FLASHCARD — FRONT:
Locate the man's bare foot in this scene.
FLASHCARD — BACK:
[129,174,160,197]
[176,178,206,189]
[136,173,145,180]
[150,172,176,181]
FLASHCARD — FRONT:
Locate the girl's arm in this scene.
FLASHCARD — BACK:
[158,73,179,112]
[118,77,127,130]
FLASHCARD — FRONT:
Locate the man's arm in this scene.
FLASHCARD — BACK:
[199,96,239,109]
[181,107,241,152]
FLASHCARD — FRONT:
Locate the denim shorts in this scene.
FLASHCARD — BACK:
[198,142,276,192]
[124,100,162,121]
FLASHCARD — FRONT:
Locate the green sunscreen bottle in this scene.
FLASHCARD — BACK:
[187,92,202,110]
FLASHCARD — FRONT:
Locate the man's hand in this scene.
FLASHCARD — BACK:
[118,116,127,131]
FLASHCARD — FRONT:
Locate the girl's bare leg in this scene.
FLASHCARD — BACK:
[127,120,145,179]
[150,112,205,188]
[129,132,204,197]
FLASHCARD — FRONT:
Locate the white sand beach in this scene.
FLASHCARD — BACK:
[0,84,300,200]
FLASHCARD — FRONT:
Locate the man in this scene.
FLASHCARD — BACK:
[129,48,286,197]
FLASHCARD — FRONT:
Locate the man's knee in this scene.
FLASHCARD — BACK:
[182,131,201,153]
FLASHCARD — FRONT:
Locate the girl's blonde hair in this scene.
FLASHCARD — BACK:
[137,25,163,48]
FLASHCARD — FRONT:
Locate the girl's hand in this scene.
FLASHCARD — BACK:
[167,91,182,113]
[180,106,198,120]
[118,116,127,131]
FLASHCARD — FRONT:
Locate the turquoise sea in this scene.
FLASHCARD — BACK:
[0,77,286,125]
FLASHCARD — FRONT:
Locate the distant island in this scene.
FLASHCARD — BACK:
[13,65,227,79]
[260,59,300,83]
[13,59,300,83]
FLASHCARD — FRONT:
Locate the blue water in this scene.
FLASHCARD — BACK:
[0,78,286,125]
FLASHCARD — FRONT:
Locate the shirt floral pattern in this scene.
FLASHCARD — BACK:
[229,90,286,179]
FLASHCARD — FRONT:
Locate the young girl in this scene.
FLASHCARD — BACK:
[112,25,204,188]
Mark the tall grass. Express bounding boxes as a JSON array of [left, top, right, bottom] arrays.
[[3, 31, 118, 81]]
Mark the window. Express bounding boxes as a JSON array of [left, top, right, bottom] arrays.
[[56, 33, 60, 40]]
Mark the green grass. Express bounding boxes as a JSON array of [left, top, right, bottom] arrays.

▶ _WHAT THE EXERCISE ASKS_
Output the records as a Markdown table with the columns "Row" and "Line," one row per line. Begin with the first line of the records and go on through the line that contains "[118,77,127,130]", skipping blank lines.

▶ _RESPONSE TO THE TASK_
| Row | Line |
|---|---|
| 1 | FLASHCARD — FRONT: |
| 2 | Locate the man's bare foot in this scene. |
| 3 | FLASHCARD — BACK: |
| 4 | [129,174,160,197] |
| 5 | [176,178,206,189] |
| 6 | [136,173,145,180] |
| 7 | [150,172,176,181] |
| 8 | FLASHCARD — FRONT: |
| 9 | Locate the girl's arm in this scene. |
| 10 | FLASHCARD — BACK: |
| 11 | [158,73,179,112] |
| 12 | [118,77,127,130] |